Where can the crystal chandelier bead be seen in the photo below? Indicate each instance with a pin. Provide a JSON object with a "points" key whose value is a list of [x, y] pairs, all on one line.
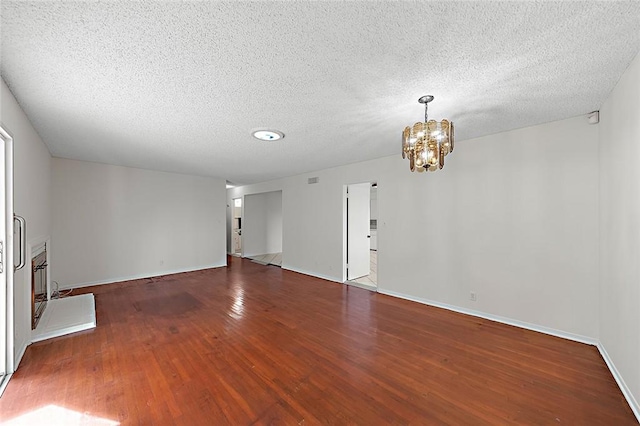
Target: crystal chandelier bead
{"points": [[426, 143]]}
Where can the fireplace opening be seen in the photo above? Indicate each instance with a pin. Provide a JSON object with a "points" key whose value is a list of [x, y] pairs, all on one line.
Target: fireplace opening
{"points": [[38, 286]]}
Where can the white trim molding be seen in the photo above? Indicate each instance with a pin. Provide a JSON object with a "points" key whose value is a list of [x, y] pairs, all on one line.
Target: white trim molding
{"points": [[626, 392], [312, 274], [137, 277], [620, 381], [496, 318]]}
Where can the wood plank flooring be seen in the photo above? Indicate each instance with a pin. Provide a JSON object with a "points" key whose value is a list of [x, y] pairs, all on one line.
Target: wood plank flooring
{"points": [[255, 345]]}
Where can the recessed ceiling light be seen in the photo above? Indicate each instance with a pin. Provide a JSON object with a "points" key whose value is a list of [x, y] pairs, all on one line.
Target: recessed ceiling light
{"points": [[268, 135]]}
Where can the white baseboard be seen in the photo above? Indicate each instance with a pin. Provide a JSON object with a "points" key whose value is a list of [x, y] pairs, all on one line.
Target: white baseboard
{"points": [[4, 382], [137, 277], [23, 349], [546, 330], [497, 318], [620, 381], [312, 274]]}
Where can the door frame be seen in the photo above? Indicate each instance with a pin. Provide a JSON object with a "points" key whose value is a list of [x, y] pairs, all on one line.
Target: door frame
{"points": [[345, 230], [7, 140]]}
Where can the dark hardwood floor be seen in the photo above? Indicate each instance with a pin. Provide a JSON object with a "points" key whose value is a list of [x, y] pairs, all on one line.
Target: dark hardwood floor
{"points": [[252, 344]]}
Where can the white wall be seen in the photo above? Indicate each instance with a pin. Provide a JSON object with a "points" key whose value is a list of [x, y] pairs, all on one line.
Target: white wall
{"points": [[32, 200], [115, 223], [262, 223], [620, 228], [515, 219], [273, 221]]}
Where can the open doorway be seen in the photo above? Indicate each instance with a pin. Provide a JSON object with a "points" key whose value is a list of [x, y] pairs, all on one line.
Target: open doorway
{"points": [[361, 260], [262, 234], [236, 227]]}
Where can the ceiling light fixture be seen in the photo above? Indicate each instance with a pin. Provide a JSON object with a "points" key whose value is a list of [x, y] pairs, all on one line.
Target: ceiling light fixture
{"points": [[426, 144], [268, 135]]}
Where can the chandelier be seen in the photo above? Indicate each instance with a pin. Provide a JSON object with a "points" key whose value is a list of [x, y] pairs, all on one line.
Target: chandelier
{"points": [[426, 144]]}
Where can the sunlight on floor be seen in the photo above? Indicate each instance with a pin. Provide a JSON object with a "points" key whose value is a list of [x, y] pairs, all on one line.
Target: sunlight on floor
{"points": [[52, 415]]}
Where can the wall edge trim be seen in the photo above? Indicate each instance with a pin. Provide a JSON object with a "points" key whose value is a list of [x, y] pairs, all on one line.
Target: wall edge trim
{"points": [[620, 381], [139, 276]]}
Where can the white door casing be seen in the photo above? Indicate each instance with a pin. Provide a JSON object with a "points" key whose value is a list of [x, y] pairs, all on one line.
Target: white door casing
{"points": [[358, 216]]}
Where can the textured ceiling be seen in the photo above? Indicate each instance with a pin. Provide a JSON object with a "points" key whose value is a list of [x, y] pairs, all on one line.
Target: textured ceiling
{"points": [[179, 86]]}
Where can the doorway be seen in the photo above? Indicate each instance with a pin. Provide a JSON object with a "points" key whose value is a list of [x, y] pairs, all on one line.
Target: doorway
{"points": [[262, 236], [6, 258], [361, 235], [236, 227]]}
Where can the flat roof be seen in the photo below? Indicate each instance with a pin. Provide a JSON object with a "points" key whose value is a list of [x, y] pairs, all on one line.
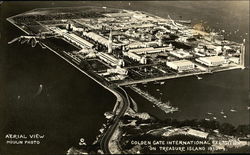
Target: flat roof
{"points": [[181, 62], [213, 58]]}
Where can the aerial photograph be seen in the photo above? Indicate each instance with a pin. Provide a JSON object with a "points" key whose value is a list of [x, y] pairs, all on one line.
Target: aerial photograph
{"points": [[124, 77]]}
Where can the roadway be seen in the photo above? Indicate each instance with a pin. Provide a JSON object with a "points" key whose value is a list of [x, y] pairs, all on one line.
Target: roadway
{"points": [[122, 96]]}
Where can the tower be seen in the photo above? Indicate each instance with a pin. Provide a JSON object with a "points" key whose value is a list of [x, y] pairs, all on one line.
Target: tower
{"points": [[110, 42], [242, 54]]}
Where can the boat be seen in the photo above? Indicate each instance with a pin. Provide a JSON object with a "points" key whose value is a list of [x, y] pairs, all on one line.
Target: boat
{"points": [[199, 78]]}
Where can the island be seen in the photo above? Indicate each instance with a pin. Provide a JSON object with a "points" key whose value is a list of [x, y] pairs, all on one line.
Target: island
{"points": [[119, 49]]}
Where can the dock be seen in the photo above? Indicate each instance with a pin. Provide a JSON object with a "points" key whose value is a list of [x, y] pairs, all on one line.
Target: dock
{"points": [[164, 106]]}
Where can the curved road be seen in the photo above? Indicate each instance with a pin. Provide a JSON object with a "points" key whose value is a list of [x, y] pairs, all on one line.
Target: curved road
{"points": [[123, 98]]}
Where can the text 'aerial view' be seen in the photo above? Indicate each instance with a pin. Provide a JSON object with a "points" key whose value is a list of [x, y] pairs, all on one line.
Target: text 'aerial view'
{"points": [[124, 77]]}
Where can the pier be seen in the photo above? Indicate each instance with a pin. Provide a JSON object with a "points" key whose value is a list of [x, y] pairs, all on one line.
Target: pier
{"points": [[165, 106]]}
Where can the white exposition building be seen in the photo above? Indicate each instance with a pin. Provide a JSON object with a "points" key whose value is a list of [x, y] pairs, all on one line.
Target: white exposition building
{"points": [[211, 61], [110, 59], [181, 65]]}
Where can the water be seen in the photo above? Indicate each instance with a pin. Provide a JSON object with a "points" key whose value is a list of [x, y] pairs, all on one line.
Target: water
{"points": [[71, 105]]}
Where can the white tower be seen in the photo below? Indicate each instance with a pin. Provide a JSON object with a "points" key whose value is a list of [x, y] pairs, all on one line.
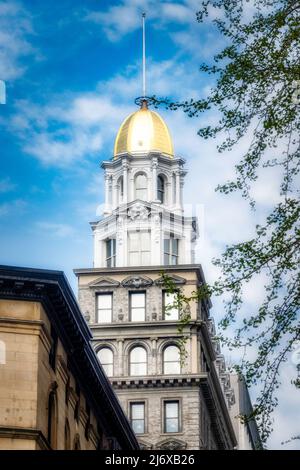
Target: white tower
{"points": [[143, 222]]}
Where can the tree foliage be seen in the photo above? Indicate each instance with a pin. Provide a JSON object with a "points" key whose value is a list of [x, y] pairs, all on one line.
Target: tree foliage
{"points": [[256, 92]]}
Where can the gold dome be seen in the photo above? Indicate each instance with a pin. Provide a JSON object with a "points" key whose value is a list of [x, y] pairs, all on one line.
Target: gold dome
{"points": [[142, 132]]}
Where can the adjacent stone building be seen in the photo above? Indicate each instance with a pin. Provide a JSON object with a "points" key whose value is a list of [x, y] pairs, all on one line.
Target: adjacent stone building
{"points": [[53, 391], [171, 403]]}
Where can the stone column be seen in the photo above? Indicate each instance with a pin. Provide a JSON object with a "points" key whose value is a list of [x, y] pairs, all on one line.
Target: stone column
{"points": [[178, 189], [114, 193], [121, 357], [125, 182], [107, 205], [154, 179], [154, 365]]}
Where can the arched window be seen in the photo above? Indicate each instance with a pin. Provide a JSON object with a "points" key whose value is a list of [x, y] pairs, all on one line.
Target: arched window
{"points": [[67, 436], [138, 361], [76, 445], [106, 358], [174, 187], [52, 419], [141, 187], [161, 189], [171, 360], [120, 188]]}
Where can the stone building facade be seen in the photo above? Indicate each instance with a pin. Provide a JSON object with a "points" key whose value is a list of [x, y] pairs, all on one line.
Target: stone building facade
{"points": [[53, 392], [171, 403]]}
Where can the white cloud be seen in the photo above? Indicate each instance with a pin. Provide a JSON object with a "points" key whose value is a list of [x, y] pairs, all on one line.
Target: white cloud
{"points": [[15, 32]]}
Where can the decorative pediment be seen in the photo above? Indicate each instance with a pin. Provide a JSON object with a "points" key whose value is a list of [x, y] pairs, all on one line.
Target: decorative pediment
{"points": [[138, 212], [171, 444], [104, 282], [137, 281], [175, 279]]}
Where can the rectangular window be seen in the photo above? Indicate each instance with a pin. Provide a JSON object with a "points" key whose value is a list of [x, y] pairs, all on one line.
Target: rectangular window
{"points": [[104, 308], [138, 306], [171, 416], [139, 248], [170, 312], [171, 251], [137, 417], [111, 253]]}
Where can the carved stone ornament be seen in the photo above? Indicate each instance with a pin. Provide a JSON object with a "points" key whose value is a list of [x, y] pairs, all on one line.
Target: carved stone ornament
{"points": [[138, 212], [137, 281]]}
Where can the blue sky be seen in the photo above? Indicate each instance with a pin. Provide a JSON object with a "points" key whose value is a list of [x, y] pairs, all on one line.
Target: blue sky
{"points": [[72, 70]]}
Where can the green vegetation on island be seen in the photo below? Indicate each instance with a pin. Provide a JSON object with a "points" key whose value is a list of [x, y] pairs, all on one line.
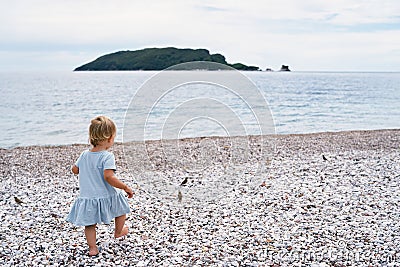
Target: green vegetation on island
{"points": [[156, 59]]}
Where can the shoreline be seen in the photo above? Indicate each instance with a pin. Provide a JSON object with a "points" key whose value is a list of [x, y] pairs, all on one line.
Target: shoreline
{"points": [[330, 194], [213, 137]]}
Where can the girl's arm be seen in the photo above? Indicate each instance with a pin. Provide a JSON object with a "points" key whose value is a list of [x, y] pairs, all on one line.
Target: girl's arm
{"points": [[75, 169], [110, 178]]}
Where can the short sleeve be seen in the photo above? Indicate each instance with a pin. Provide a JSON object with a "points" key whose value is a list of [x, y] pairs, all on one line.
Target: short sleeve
{"points": [[109, 162], [77, 162]]}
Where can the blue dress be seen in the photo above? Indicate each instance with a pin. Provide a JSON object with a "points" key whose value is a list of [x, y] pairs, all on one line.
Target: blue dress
{"points": [[98, 201]]}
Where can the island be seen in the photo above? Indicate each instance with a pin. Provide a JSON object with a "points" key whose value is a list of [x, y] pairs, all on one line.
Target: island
{"points": [[156, 59]]}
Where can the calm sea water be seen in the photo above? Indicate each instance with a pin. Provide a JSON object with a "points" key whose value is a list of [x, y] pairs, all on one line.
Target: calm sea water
{"points": [[55, 108]]}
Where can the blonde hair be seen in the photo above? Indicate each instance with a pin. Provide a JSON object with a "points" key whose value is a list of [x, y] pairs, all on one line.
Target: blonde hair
{"points": [[101, 128]]}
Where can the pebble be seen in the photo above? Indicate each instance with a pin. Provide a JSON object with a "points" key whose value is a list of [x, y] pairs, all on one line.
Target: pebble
{"points": [[305, 211]]}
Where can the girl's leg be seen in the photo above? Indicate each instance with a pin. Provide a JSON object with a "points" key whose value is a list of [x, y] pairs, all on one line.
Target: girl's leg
{"points": [[120, 228], [90, 233]]}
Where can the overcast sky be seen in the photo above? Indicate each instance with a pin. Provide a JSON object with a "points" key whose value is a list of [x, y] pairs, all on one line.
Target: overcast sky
{"points": [[307, 35]]}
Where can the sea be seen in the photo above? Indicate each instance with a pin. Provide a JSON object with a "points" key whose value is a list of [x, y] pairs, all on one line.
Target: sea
{"points": [[55, 108]]}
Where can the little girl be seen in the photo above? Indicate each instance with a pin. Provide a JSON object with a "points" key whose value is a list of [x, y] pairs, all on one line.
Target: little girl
{"points": [[99, 201]]}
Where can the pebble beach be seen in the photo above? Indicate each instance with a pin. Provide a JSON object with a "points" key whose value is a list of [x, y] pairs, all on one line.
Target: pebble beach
{"points": [[326, 199]]}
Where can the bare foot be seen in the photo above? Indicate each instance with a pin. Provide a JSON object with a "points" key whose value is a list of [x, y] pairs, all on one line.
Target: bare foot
{"points": [[123, 232], [93, 251]]}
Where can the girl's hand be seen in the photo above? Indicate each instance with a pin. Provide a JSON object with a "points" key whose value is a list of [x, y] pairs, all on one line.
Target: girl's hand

* * *

Please render the lines starting at the one containing "Where can the girl's leg" and ending at the final line above as a Markdown table with the columns Row and Line Text. Number each row and leave out blank lines.

| Row | Line Text |
|---|---|
| 1 | Where can the girl's leg be seen in the photo above? Indicate each instance with a pin. Provide a JSON object with a "points" key whose value is a list of [x, y] pairs, all on one line. |
| 2 | Target: girl's leg |
| 3 | {"points": [[120, 228], [90, 233]]} |
| 4 | Where can the overcast sky be seen in the photo above? Indicate each instance with a pin. Provide a JSON object with a "points" key whose value is a list of [x, y] pairs, all on one line. |
| 5 | Target: overcast sky |
| 6 | {"points": [[307, 35]]} |
| 7 | Where can the sea be seen in the photo above? Indicate each instance with a pin. Provide a JSON object with a "points" key whose value is a list of [x, y] pairs, all on one line. |
| 8 | Target: sea |
| 9 | {"points": [[55, 108]]} |
| 10 | Where can the little girl be seen in the photo above? Indicate each instance with a pin. Provide a JSON object with a "points" key whose value is a list of [x, y] pairs, all on one line. |
| 11 | Target: little girl |
| 12 | {"points": [[99, 201]]} |
| 13 | Where can the pebble beach be seen in the photo above? Indicate each instance with a pin. Provide a JSON object with a "points" key whose value is a list of [x, y] pairs, all on one line. |
| 14 | Target: pebble beach |
| 15 | {"points": [[326, 199]]} |
| 16 | Where can the bare foot be seen in the photo above? Indicate each instance with a pin. Provide a JSON object with a "points" key whose value is a list of [x, y] pairs, all on one line. |
| 17 | Target: bare foot |
| 18 | {"points": [[123, 232], [93, 251]]} |
| 19 | Where can the girl's hand be seen in the photo above? Indicate each instance with a pin. Provide a JSON object with a "points" key whose value is a list of [x, y] pairs, all on one line. |
| 20 | Target: girl's hand |